## Data section
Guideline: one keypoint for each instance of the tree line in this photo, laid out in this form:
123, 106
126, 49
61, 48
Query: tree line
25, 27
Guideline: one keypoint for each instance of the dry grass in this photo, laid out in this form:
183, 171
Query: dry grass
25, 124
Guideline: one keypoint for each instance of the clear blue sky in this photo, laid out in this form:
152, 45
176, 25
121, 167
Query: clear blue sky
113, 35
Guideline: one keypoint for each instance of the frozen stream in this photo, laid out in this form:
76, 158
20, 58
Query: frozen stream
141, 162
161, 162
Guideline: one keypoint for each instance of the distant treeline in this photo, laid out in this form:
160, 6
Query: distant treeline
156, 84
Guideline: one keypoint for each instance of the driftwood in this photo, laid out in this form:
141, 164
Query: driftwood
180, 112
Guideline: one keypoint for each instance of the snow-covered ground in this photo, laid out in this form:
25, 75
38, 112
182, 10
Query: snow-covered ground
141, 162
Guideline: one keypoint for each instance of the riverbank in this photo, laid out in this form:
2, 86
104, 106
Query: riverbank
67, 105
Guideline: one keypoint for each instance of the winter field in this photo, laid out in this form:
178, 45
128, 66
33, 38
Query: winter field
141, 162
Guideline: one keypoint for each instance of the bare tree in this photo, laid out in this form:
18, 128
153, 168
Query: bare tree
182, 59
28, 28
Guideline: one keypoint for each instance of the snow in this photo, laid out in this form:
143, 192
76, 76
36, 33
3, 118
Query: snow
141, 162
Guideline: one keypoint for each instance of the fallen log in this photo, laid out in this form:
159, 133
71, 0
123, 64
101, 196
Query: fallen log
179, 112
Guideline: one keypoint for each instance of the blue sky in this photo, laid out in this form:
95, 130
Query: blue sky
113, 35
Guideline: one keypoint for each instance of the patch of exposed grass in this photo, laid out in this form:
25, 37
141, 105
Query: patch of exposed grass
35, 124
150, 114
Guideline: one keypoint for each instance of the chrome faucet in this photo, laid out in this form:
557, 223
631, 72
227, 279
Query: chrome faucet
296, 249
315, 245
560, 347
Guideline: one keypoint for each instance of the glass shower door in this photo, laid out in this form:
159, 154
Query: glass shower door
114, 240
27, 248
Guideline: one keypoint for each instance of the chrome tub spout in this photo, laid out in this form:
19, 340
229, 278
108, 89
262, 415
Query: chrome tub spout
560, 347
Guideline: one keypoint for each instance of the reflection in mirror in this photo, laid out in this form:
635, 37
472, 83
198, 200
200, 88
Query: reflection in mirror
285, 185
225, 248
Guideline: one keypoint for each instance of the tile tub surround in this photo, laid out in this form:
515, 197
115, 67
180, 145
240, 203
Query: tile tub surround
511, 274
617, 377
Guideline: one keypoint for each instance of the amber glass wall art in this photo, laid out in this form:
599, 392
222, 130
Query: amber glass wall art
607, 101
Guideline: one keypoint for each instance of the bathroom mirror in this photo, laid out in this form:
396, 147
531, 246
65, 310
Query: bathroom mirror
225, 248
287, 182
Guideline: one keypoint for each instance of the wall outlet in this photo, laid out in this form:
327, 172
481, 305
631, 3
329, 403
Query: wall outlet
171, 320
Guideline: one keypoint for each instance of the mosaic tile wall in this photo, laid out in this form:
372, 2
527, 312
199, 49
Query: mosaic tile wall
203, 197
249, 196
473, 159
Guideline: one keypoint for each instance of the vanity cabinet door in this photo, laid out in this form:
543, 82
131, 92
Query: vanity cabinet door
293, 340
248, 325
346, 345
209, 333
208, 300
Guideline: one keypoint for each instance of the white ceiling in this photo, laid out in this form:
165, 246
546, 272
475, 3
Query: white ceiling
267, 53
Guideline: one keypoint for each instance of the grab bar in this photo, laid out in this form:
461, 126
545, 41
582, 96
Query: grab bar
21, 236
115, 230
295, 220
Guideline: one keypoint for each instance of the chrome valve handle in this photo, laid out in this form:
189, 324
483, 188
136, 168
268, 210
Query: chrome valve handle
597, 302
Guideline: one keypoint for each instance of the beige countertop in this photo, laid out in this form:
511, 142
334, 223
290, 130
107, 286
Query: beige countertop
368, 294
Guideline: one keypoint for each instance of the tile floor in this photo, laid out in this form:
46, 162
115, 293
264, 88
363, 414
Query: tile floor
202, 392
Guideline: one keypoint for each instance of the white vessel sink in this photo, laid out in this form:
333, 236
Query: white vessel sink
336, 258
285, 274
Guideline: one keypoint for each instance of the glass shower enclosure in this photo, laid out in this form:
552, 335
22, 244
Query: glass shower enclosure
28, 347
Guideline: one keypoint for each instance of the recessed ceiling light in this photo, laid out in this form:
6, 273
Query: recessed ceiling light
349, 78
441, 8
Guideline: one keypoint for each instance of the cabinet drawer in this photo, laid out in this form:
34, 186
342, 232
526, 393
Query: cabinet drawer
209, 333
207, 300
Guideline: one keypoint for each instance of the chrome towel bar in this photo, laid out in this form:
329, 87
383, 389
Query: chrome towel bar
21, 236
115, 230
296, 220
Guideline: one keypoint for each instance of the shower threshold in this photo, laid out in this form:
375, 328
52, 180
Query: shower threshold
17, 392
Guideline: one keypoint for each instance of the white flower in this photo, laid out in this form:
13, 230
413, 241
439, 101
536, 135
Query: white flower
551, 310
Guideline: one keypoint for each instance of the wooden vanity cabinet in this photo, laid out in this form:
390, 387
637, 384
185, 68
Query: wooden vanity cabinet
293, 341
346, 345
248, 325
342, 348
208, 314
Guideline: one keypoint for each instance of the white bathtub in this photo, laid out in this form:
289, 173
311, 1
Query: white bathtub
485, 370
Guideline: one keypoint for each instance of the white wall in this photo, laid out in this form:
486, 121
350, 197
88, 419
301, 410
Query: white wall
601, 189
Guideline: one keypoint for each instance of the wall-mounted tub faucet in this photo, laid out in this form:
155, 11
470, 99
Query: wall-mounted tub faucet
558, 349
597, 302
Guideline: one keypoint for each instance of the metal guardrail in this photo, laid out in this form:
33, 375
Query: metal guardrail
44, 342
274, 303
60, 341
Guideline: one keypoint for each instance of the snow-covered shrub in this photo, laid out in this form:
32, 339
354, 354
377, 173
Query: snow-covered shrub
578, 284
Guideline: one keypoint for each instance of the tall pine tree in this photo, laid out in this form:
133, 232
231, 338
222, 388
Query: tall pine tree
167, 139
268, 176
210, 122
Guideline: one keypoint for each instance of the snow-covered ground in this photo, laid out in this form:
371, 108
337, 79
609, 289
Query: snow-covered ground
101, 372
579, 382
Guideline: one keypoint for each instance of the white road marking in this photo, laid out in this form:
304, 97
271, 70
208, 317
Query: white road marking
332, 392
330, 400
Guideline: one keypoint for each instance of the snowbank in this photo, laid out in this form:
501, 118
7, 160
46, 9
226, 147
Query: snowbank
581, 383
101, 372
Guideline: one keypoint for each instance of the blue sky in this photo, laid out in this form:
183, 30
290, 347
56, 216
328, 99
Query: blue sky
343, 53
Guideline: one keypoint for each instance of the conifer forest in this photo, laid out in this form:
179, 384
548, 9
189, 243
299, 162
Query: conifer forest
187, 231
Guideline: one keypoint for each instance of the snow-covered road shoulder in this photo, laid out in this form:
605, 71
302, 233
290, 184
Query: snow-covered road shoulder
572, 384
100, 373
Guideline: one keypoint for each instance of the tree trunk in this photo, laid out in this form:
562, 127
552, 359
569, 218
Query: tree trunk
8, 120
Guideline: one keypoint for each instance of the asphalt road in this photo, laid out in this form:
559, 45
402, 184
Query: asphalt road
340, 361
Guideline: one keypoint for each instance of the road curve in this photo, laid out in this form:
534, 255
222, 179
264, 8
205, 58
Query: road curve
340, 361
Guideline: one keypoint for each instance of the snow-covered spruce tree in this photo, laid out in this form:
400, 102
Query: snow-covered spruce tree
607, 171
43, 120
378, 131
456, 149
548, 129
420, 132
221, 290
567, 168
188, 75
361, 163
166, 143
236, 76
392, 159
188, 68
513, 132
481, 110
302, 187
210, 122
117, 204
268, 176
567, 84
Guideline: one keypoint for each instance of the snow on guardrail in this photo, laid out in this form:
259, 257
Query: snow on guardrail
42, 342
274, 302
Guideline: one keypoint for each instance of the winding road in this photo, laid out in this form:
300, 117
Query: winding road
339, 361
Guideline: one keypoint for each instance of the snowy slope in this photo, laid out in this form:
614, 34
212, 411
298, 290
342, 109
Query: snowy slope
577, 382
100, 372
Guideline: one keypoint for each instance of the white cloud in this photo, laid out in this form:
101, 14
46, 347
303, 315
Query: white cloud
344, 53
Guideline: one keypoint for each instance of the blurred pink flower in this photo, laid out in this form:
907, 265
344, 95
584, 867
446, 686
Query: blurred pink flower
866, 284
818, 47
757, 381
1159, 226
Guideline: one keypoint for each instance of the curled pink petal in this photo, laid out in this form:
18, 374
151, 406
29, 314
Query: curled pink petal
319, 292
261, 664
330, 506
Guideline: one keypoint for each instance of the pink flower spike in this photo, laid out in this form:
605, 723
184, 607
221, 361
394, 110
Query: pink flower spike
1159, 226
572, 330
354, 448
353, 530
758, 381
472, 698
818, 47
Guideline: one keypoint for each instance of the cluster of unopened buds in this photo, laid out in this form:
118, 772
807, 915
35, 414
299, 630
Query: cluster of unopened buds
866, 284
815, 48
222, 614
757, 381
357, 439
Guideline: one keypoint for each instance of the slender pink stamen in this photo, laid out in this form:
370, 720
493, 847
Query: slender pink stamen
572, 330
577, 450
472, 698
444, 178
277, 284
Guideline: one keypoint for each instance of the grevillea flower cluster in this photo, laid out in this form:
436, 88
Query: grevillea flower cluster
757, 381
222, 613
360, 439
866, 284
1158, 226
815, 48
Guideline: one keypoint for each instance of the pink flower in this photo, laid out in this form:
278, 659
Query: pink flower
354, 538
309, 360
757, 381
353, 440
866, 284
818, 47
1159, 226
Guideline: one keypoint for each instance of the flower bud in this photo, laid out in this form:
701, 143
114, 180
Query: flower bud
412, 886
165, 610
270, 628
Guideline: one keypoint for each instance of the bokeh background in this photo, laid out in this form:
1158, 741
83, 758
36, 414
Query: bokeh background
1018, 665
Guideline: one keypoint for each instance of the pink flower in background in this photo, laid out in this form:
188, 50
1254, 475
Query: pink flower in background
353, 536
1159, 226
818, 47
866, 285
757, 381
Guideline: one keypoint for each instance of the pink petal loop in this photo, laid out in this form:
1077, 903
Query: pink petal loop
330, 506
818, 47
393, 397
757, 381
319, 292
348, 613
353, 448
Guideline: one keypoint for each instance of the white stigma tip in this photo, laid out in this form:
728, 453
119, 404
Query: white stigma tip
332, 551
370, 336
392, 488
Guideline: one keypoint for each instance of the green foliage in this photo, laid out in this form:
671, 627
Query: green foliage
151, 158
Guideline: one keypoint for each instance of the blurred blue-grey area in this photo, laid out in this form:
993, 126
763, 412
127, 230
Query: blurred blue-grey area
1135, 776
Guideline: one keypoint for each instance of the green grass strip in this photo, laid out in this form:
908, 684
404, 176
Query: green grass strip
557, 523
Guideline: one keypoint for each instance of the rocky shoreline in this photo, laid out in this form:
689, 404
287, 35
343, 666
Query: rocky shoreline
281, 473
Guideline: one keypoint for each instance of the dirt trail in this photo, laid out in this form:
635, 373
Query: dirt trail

## Task objective
Each line that contains the string "dirt" counts once; report how many such lines the entries have, giving only the number.

## Answer for the task
2